>> START Given records

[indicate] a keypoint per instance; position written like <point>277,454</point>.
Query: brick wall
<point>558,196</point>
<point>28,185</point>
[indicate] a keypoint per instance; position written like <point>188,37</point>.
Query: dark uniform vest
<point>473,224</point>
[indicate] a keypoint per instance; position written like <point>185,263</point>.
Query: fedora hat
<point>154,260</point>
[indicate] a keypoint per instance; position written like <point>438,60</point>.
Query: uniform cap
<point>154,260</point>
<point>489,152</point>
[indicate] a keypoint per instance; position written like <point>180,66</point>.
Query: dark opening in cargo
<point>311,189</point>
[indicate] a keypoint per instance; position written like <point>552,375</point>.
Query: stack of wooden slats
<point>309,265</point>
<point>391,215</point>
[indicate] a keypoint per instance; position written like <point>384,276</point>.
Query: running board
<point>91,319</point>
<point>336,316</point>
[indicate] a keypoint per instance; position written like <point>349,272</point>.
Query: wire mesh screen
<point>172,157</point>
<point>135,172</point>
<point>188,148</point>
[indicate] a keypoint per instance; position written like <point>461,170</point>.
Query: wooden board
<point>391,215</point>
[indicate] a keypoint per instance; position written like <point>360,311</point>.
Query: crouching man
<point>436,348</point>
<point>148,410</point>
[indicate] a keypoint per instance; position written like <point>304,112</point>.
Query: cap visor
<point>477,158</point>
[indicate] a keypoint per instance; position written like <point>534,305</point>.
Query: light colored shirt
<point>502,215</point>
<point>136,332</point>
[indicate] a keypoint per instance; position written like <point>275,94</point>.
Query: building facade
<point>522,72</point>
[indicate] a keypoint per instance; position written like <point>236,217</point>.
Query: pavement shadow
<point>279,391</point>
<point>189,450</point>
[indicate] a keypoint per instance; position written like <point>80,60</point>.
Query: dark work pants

>> END Given records

◆ **What is required**
Rewrite the records, requests included, beginning at the line that has "written like <point>438,60</point>." and stopping after the line that has "<point>522,72</point>". Offset every coordinate in the answer points by 50, leaving the requests and their format samples unchanged.

◆ **Result**
[indicate] a keypoint per instance; position written like <point>438,60</point>.
Query: uniform cap
<point>204,310</point>
<point>539,202</point>
[indicate] a keypoint per instance; position written like <point>180,66</point>.
Query: dark opening in cargo
<point>361,239</point>
[indicate] a keypoint per instance; position written like <point>552,375</point>.
Query: stack of wooden slats
<point>359,315</point>
<point>441,265</point>
[indicate] a keypoint per instance; position written like <point>384,276</point>.
Query: running board
<point>141,369</point>
<point>386,366</point>
[indicate] a keypoint per instance; position written like <point>349,272</point>.
Query: wire mesh screen
<point>222,207</point>
<point>185,222</point>
<point>238,198</point>
[indicate] a keypoint per instance; position written like <point>461,170</point>.
Query: wooden board
<point>441,265</point>
[indicate] a keypoint per instance; position written like <point>360,311</point>.
Query: crouching man
<point>486,398</point>
<point>198,460</point>
[indicate] a keypoint per instance; position written like <point>304,112</point>.
Query: cap visor
<point>527,208</point>
[indicate] a keypoint per instance; position written like <point>534,305</point>.
Query: light colored shirt
<point>552,265</point>
<point>186,382</point>
[indicate] a keypoint per instance; position written like <point>275,94</point>.
Query: building facade
<point>572,122</point>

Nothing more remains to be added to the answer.